> PAGE EXTRACT

I wrote myself a scoring program in Jupyter notebook that I could use to quickly flip through and score photos. I thought about all the potential strategies. Implement a manual version of insertion sort? Treat it like a bracket and do lots of A vs B comparisons? These seemed like cool strategies, but also like the time complexity would kill me. I wanted a way to generate 2000+ scores in less than 10 hours of work with informative gradations and as high a degree of consistency as practical. That's…kind of a big ask. So here's how I did it.
Data Labeling
I randomly drew 4 images at a time from my S3 bucket, and then was faced with a prompt to enter the indices for the images I want to advance to the next round. It's like a tournament bracket…but because I'm a smart human that doesn't need strict rules, there's no constraint on how many choices I make in a round. This allowed me to avoid that obstacle of "what if they're both really similar!" Rather than always having to advance and discard some number, I instead kept track of my overall acceptance rate and tried to roughly peg that at a particular threshold. Starting out, I aimed for a 50/50 split, since as a baseline I wanted at least verify the model could work on a balanced dataset. The difference between these might be something like this:
Once I got a model predicting at > 90% accuracy on my split (more on that later), I decided to up the ante. I fed my positive class back into my labeling program for a second round. This time I went more aggressive and tried to select all the way up to the 95th percentile of photos. This tended to be a tight enough threshold that most of the images were low in defects and also had something interesting about them, be it good lighting, dynamic clouds, a colorful sunset, absolute clarity...

> PROBLEM
Decide whether each statement below agrees with the photo-labeling text above. Answer yes or no for each, and quote the words from the text that settle it.
(a) The author drew images from the S3 bucket four at a time.
(b) Each round required the author to advance a fixed number of images.
(c) In the second round of labeling, the author aimed for a 50/50 split.

> DATA RECORDS
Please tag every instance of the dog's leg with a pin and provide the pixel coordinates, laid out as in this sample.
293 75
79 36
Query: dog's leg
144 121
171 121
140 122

---

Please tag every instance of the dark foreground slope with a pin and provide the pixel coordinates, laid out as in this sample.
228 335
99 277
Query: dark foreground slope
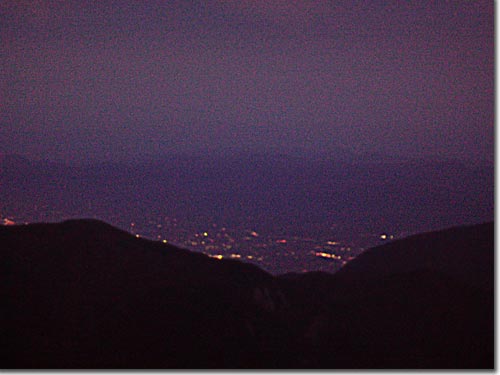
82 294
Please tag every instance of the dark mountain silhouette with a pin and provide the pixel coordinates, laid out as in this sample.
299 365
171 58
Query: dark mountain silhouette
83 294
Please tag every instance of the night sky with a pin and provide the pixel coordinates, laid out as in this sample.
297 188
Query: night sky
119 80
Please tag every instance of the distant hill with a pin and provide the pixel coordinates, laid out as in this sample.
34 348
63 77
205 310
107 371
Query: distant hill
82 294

> SOLUTION TO THE PROBLEM
(a) Yes: "I randomly drew 4 images at a time from my S3 bucket"
(b) No: "there's no constraint on how many choices I make in a round"
(c) No: "This time I went more aggressive and tried to select all the way up to the 95th percentile of photos."